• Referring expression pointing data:
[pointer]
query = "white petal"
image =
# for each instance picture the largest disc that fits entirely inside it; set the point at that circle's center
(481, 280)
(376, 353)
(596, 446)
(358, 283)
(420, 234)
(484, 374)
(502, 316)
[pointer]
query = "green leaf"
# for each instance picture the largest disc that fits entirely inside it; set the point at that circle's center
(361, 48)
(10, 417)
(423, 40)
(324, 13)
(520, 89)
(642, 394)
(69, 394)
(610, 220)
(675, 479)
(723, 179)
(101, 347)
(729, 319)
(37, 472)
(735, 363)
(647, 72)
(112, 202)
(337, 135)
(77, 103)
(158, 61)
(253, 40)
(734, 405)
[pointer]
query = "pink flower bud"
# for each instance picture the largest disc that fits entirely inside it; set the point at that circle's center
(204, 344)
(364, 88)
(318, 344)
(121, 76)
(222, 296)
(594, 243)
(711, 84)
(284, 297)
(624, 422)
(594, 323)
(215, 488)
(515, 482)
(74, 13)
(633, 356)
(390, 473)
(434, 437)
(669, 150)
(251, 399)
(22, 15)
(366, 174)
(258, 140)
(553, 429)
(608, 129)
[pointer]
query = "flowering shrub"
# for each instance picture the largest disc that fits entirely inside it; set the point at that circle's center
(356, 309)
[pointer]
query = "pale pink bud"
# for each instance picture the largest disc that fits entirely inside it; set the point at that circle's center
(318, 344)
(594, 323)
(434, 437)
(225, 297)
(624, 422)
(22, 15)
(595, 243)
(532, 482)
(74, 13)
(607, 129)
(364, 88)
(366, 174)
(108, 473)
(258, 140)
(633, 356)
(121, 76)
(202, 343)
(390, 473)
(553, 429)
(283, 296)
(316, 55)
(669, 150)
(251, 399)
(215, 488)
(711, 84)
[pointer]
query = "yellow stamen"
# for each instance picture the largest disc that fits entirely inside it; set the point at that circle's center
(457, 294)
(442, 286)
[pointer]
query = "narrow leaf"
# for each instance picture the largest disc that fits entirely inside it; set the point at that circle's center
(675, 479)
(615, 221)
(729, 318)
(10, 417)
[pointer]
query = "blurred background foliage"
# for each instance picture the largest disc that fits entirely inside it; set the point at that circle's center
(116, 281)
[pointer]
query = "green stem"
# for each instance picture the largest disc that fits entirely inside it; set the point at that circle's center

• GOAL OF THE EXERCISE: Find "pink" in the preceding records. Copy each line that holds it.

• RESPONSE:
query = "pink flower bud"
query = "pale pink bud"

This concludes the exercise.